| TASK TO COMPLETE |
Copy the data below word for word, starting at the line that contains "every stone base" and ending at the line that contains "(349, 556), (1000, 658)". Include both of those lines.

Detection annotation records
>> start
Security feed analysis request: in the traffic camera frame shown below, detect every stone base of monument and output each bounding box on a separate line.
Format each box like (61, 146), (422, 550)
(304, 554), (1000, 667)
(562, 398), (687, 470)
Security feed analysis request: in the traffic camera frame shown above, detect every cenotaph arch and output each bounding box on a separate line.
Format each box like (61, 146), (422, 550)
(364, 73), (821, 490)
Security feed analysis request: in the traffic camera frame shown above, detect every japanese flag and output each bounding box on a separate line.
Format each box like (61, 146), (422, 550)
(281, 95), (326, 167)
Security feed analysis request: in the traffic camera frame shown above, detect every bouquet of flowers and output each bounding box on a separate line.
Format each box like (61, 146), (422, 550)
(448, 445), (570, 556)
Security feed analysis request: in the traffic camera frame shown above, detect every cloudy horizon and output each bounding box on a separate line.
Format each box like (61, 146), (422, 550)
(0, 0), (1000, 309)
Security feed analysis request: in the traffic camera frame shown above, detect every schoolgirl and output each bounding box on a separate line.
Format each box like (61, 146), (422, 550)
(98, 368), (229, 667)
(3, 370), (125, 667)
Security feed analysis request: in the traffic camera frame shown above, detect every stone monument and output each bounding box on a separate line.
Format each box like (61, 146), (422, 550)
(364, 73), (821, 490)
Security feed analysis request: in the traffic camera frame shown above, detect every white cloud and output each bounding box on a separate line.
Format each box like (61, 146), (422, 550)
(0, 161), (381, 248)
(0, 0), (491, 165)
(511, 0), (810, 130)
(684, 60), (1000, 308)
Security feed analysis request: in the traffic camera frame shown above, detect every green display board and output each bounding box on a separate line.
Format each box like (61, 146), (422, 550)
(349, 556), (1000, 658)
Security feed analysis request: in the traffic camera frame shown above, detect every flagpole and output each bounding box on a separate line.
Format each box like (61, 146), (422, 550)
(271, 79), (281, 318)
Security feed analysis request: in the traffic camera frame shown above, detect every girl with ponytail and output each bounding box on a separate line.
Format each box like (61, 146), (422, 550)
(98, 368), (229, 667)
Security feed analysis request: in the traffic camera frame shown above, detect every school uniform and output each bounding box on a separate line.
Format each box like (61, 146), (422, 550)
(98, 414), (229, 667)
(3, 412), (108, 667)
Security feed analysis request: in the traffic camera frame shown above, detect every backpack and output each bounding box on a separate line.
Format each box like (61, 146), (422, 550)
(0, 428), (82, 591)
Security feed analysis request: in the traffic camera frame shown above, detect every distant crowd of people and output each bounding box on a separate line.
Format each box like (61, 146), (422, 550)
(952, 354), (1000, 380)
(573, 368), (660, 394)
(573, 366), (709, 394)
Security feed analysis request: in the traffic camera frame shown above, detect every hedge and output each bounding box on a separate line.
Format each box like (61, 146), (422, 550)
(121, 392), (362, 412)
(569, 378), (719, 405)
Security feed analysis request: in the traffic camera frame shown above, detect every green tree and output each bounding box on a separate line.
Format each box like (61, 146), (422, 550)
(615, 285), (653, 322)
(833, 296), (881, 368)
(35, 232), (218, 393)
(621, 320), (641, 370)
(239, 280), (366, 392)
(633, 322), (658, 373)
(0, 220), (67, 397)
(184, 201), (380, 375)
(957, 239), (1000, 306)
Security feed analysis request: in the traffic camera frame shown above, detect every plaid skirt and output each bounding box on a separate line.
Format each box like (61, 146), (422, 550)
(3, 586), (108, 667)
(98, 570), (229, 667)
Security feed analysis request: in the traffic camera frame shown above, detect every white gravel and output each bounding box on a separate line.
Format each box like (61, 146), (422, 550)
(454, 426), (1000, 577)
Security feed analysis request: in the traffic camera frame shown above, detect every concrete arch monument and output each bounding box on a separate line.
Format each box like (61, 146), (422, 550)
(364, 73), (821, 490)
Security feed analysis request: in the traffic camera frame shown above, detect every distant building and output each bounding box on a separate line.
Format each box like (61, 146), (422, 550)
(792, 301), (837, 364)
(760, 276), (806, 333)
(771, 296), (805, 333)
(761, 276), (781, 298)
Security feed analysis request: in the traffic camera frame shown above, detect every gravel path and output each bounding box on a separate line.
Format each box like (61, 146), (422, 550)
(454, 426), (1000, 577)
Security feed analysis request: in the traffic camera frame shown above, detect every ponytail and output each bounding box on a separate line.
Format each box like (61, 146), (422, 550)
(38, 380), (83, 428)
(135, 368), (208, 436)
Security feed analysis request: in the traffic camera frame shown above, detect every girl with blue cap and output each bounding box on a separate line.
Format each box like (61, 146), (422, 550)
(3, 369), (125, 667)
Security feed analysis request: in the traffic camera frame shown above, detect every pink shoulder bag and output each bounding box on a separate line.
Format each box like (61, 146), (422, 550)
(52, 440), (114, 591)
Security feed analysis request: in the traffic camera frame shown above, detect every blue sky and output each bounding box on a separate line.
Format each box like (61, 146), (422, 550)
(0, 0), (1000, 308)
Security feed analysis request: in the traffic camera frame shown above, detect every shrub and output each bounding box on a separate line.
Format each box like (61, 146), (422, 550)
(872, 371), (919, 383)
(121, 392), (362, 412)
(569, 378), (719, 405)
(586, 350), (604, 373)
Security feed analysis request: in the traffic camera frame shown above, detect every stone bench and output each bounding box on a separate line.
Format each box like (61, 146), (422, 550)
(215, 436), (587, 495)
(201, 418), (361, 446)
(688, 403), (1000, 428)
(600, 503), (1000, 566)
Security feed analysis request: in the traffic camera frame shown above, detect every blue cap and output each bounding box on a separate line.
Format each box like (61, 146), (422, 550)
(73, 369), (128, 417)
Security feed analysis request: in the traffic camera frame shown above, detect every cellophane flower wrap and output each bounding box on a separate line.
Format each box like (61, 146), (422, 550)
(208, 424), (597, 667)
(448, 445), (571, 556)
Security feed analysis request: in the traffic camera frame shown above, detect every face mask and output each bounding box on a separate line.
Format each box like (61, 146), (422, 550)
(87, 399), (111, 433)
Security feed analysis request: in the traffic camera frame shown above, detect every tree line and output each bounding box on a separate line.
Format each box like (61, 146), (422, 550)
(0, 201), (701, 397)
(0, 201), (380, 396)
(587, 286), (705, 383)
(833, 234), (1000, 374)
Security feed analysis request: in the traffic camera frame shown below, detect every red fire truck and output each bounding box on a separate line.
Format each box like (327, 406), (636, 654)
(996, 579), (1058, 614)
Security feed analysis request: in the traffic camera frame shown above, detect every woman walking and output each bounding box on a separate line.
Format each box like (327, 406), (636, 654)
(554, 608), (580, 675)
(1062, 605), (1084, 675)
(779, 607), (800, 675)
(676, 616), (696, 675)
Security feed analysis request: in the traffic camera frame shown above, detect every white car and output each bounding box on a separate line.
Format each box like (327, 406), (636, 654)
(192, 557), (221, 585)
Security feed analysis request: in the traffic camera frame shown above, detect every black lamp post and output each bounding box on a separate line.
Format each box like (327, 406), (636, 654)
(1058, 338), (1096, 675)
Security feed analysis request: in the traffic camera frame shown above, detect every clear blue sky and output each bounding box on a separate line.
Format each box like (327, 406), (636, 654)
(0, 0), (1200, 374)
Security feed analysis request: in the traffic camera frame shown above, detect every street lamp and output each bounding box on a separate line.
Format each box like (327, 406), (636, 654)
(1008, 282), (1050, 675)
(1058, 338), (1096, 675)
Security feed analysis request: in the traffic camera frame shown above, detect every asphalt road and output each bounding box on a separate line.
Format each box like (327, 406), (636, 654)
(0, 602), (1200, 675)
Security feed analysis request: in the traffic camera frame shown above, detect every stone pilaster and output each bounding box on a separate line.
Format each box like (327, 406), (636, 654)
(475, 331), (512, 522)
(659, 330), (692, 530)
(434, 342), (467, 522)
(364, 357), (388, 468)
>> end
>> start
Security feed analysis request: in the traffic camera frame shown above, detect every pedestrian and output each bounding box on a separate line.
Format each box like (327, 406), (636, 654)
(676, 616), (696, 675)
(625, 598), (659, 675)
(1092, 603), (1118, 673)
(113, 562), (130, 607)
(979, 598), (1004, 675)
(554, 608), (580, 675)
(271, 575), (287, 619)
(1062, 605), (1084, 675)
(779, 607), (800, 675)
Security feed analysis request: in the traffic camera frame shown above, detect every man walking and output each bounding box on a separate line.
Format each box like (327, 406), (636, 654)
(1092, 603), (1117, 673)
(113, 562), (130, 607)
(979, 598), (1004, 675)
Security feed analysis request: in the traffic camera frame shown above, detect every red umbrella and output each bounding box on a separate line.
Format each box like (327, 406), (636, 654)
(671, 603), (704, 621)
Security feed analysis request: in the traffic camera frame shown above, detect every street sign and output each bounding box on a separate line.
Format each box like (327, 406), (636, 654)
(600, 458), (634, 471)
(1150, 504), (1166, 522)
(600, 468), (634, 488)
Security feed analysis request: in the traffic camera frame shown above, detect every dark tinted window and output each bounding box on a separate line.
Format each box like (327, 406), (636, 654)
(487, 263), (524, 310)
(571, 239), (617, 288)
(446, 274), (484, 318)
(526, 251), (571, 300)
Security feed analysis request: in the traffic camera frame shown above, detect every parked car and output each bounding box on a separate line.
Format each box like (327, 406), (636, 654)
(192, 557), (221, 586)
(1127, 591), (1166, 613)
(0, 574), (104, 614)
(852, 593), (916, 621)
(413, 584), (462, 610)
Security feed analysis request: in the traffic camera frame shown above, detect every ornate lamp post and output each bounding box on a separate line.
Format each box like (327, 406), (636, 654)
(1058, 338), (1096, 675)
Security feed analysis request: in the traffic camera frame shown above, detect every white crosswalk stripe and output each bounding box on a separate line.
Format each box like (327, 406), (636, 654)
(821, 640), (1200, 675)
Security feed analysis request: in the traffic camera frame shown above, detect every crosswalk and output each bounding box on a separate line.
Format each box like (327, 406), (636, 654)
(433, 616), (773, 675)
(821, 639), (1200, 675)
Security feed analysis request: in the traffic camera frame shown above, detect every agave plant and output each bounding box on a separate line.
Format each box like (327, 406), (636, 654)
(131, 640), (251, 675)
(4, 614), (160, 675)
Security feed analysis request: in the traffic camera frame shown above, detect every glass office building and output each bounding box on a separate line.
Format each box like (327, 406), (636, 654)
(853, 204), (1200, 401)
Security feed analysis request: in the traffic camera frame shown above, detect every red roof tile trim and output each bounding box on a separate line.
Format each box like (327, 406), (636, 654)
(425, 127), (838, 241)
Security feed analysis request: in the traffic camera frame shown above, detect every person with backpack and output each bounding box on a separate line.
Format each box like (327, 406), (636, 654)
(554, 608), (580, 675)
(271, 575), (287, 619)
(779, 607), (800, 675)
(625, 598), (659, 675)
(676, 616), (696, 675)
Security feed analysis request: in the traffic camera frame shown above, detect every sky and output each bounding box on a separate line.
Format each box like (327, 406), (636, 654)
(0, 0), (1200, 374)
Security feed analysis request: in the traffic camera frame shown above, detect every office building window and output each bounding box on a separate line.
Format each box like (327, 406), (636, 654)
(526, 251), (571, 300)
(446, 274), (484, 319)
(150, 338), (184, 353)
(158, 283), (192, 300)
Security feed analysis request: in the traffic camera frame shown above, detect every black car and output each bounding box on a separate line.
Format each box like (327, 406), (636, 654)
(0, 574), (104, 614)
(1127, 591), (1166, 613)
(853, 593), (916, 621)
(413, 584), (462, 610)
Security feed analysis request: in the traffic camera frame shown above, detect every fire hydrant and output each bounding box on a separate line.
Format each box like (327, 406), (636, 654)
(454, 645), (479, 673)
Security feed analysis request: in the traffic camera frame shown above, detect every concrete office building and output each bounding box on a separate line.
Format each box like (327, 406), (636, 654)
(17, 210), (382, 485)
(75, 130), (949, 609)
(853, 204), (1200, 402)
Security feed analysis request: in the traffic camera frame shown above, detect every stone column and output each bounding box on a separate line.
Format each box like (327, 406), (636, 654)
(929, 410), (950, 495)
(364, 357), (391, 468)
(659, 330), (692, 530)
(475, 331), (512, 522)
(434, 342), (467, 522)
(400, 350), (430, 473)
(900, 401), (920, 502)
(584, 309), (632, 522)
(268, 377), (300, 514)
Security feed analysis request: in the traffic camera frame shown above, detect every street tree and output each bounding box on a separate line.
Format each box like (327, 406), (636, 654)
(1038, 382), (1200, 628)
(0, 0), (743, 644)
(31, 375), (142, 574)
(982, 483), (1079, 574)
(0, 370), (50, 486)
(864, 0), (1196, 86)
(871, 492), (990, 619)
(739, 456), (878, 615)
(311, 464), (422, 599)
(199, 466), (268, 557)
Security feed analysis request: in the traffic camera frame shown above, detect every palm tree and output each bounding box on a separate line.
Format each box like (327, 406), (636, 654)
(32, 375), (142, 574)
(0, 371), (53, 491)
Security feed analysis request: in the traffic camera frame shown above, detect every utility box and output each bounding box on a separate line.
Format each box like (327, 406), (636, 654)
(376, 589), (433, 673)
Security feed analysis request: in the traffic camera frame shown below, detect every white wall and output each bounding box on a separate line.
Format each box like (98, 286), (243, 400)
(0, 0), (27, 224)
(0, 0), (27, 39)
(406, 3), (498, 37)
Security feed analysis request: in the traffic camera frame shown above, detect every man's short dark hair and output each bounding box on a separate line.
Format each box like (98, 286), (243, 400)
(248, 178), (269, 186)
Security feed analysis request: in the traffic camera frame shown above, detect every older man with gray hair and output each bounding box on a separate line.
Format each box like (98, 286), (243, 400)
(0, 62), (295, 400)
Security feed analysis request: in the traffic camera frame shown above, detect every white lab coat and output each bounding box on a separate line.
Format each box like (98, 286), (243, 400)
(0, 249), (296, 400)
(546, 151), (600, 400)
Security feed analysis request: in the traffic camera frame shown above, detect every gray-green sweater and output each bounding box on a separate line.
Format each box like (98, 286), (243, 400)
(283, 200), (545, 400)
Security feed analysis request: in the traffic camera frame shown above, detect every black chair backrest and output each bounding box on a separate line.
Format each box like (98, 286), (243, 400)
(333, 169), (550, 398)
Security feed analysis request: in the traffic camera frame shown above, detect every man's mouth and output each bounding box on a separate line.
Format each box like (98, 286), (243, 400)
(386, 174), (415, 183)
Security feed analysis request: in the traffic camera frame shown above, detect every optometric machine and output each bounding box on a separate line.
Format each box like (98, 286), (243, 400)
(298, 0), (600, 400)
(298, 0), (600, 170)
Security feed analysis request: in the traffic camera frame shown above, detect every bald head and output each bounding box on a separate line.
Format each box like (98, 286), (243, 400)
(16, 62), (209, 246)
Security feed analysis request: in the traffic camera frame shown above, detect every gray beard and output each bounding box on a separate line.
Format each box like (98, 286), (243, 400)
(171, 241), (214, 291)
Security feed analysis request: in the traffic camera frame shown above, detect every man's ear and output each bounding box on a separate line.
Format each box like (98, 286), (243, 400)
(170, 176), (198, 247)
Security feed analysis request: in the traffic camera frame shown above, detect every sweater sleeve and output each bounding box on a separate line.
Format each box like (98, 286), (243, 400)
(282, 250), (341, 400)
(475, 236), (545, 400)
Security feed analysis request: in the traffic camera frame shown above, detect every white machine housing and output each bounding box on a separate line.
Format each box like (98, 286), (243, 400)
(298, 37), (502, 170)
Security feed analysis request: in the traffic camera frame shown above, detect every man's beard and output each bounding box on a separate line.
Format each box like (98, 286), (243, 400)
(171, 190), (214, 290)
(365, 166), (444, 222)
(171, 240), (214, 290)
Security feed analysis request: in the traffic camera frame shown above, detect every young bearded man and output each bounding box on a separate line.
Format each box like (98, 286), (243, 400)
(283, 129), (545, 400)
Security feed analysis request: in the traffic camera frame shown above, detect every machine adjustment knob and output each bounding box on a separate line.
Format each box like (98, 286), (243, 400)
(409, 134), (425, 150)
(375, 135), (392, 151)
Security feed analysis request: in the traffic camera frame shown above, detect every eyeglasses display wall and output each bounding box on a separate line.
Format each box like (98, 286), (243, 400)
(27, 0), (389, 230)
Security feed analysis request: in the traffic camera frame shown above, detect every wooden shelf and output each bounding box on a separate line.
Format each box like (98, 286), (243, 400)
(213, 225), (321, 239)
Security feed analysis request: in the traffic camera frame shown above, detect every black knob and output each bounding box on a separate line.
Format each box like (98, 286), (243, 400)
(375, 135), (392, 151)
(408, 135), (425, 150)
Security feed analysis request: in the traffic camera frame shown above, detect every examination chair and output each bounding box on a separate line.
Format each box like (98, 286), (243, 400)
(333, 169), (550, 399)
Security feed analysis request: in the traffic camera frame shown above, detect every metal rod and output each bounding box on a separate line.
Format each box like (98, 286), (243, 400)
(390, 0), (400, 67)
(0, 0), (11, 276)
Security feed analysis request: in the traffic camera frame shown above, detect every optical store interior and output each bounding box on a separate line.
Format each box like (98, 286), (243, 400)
>> end
| THE REPLY |
Security feed analysis request: in the traffic camera frame shown below, detect every stone base of monument and output each bounding box on a separate line.
Format each box like (61, 146), (422, 550)
(304, 554), (1000, 667)
(562, 398), (687, 470)
Security feed analysis request: in the traffic camera frame shown above, detect every cenotaph arch and output each bounding box on a separate line.
Format each box like (61, 146), (422, 550)
(364, 73), (821, 490)
Security feed analysis request: in the traffic camera frame shown above, detect every japanese flag and output each bounding box on a separate line.
Format each box like (61, 146), (422, 550)
(281, 95), (326, 167)
Security feed analysis request: in the traffic camera frame shown above, detect every bouquet of flowers and output each bounding box on a separate line.
Format each box like (61, 146), (422, 550)
(448, 445), (570, 556)
Security feed analysis request: in the traffic camera frame shown above, detect every cloudy horizon and output each bounding box on a separate line.
Format each box like (61, 146), (422, 550)
(0, 0), (1000, 309)
Security feed analysis request: in the traffic camera frame shown above, detect every schoolgirl and output each bounding box on a separate line.
Format each box like (61, 146), (422, 550)
(98, 368), (229, 667)
(3, 370), (125, 667)
Security feed analysis request: in the traffic camera frame shown above, detect every stone monument and output each bounding box on a separate line.
Format each box like (61, 146), (422, 550)
(364, 73), (821, 490)
Security feed analysis request: in the traffic camera frame shown above, detect every white cloud and output each bounding box on a separate line.
Format each box like (61, 146), (422, 550)
(0, 161), (381, 248)
(0, 0), (491, 165)
(511, 0), (810, 130)
(684, 60), (1000, 308)
Security feed analysis request: in the traffic camera frame shown above, detect every green display board and output each bounding box on a separate line.
Format each box like (61, 146), (422, 550)
(349, 556), (1000, 658)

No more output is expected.